# Profile Cactus Models for Router

This notebook creates performance profiles for Cactus Compute models to enable intelligent routing.

**What this does:**
1. Loads benchmark datasets (Alpaca, MMLU, etc.)
2. Runs inference on all Cactus models
3. Creates clusters based on prompt similarity
4. Computes per-cluster error rates for each model
5. Saves mobile-optimized router profile

In [None]:
import sys
sys.path.append('../')

import json
import numpy as np
import pandas as pd
from pathlib import Path
from sentence_transformers import SentenceTransformer
from sklearn.cluster import KMeans
from sklearn.metrics import silhouette_score
from sklearn.preprocessing import normalize
from tqdm import tqdm

from core import ProfileConverter, ModelInfo

## 1. Configuration

In [None]:
# Configuration
CONFIG = {
    'n_clusters': 10,  # Smaller for mobile (original uses 20)
·····
= GIVEN PROBLEM 1 =
Extract everything in the notebook from "# Profile Cactus" down to "(Alpaca, MMLU, etc.)".
= GIVEN PROBLEM 2 =
List the steps the notebook gives under "What this does".
= GIVEN PROBLEM 3 =
In the notebook's configuration, what value is assigned to 'n_clusters'?
The data that comes after this has no connection to the notebook.

= SUPPLIED MATERIAL =
·····
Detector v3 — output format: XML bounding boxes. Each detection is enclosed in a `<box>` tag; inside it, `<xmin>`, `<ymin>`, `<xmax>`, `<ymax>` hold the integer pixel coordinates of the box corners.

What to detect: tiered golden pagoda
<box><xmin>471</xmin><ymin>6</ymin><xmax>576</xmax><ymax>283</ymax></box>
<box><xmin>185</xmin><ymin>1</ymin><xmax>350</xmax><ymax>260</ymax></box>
·····
= FULL ANSWER 1 =
# Profile Cactus Models for Router

This notebook creates performance profiles for Cactus Compute models to enable intelligent routing.

**What this does:**
1. Loads benchmark datasets (Alpaca, MMLU, etc.)

= FULL ANSWER 2 =
1. Loads benchmark datasets (Alpaca, MMLU, etc.)
2. Runs inference on all Cactus models
3. Creates clusters based on prompt similarity
4. Computes per-cluster error rates for each model
5. Saves mobile-optimized router profile

= FULL ANSWER 3 =
10